## TASK MATERIAL:
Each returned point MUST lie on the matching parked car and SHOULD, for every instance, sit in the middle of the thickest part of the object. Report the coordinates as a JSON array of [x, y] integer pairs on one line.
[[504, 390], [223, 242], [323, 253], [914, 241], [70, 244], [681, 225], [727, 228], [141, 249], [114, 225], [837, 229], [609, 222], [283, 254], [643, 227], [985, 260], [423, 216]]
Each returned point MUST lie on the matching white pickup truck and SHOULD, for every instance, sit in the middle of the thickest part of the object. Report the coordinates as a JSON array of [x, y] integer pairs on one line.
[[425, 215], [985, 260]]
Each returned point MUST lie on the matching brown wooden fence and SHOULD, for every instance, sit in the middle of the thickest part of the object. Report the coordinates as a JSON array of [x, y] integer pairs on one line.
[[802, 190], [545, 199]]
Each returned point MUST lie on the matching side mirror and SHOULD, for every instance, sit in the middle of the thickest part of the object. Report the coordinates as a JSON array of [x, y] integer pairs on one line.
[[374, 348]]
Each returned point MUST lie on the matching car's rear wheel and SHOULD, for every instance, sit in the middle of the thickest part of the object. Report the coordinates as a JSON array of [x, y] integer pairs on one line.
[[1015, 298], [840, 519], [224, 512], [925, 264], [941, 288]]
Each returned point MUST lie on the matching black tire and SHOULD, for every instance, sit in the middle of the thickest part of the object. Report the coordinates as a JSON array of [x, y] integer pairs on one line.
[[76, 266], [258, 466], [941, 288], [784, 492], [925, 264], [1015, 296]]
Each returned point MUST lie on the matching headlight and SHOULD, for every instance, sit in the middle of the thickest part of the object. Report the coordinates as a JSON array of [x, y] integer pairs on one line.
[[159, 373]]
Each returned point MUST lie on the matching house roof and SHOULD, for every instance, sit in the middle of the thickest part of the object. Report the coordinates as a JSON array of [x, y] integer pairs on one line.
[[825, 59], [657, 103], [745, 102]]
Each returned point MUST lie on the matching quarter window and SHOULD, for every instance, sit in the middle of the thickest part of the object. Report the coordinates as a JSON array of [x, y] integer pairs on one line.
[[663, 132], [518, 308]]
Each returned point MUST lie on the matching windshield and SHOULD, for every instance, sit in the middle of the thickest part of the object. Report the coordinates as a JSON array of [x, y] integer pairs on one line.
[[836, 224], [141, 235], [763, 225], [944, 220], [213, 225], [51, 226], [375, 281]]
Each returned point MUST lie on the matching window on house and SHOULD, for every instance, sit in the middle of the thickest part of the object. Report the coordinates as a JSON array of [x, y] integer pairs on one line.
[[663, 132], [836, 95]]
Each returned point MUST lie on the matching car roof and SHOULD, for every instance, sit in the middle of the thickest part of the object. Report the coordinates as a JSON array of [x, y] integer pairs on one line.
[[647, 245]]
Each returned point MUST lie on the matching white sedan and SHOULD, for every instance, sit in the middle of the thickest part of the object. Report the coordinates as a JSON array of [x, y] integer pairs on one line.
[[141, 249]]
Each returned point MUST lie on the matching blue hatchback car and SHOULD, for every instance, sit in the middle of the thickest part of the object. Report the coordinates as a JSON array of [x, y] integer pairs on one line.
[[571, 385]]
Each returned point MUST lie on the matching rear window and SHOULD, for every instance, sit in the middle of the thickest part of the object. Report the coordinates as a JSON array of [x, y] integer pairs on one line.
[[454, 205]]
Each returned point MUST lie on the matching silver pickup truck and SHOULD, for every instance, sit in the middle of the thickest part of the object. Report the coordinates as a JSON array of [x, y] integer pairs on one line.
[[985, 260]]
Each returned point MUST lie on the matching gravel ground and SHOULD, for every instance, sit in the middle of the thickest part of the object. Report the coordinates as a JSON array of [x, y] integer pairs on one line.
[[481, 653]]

## TO DO:
So that nothing differs from the original, transcribe all of the records above.

## WRITTEN RESPONSE:
Each returned point MUST lie on the matching parked car and SHOULD, for every instance, sit in the middle of the thickest part of the object. Report the coordinates as a JSON array of [x, y] integer pairs on one line.
[[504, 390], [223, 242], [323, 253], [914, 241], [70, 244], [681, 225], [727, 228], [141, 249], [114, 225], [837, 229], [609, 222], [283, 254], [643, 227], [985, 260], [423, 216]]
Each returned point MUST lie on the matching white pickup truck and SHOULD, for every instance, sit in the middle of the thickest part of the object. Report the coordinates as a JSON array of [x, y] integer pairs on one line.
[[425, 215], [985, 260]]
Each returned point MUST lie on the matching brown wooden fence and SHOULD, for every instance, sit in the middle of the thickest part of the object. Report the coordinates as a JSON array of [x, y] integer pairs on one line.
[[802, 190], [545, 199]]
Each returned point MUST lie on the matching side mirror and SHOULD, for every instance, sit in the middle of the thickest part of the object. Report the coordinates as a JSON array of [x, y] integer pairs on one line.
[[374, 348]]
Each returned point MUST lie on the matching car's rear wheel and SHOULD, for every instance, sit in the middle of the thickest part of the object. Report the coordinates as a JSON array of [x, y] integer pairs on one line.
[[1015, 298], [840, 519], [224, 512], [925, 264], [941, 288]]
Each returned point MUST lie on the matching black tire and SHOULD, for every instance, sit in the middle of the thickest part of the object. Report the coordinates as a JSON array of [x, y] integer pairs on one line.
[[76, 266], [258, 466], [941, 288], [784, 492], [925, 264], [1015, 296]]
Each returned point MUST lie on the matching headlight and SHOULD, for every instance, sit in the middle of the thickest part of the object. Report the coordinates as a JSON array of [x, y] integer pairs on one line.
[[159, 373]]
Each returned point MUST lie on the matching house roof and SHOULD, for every instance, sit in the middle of the thickest part of the object. Report the coordinates as a JSON array of [x, y] integer pairs on one line.
[[825, 59], [657, 103], [745, 102]]
Each returned point MUST lie on the matching quarter window and SHOULD, for every instance, sit in the middle of the thickest part of the object. Report the coordinates as a JSON array of [x, y] integer pairs on one line.
[[663, 132], [518, 308]]
Each returned point MUST lie on the matching windshield and SHOULD, for every instance, sit in the middle of the thickest part of the object. Report the coordinates as a JSON array of [x, y] integer pairs on one line.
[[836, 224], [141, 235], [763, 225], [944, 220], [213, 225], [51, 226], [375, 281]]
Each returned point MUST lie on the matching window on house and SHOULD, for every instance, sit in the middle of the thickest part of the object. Report the coordinates as a JSON array of [x, y] integer pairs on one line.
[[663, 132], [836, 95]]
Each returned point MUST lie on the matching car roof and SHOULD, for every instance, sit in the middle of the thickest part of the object. Report the coordinates as a JSON array of [x, y] integer pairs on one line.
[[647, 245]]
Each returned point MUST lie on the matching white sedan and SHOULD, for every instance, sit in the middle of the thickest part of the object. Report the coordinates as a JSON array of [x, y] integer pairs on one line.
[[141, 249]]
Each returned point MUST lie on the matching blue hatchback car and SHOULD, for every instance, sit in the middle of the thickest part of the object. Report the coordinates as a JSON array of [x, y] integer pairs on one line.
[[571, 385]]
Each returned point MUST lie on the matching rear window and SHOULD, for every instance, sit in the middle of the thickest part of the object. Report the coordinates as a JSON array of [x, y] integer pairs on one line.
[[454, 205]]
Each returned point MUST lie on the matching silver pickup truck and SHOULD, for every instance, sit in the middle of the thickest part of the object. Report the coordinates as a JSON array of [x, y] integer pairs on one line.
[[985, 260]]
Each returned point MUST lie on the matching gravel ground and SHOULD, for every instance, sit in the middle of the thickest part of the object. Report the coordinates as a JSON array of [x, y] integer pairs on one line.
[[481, 653]]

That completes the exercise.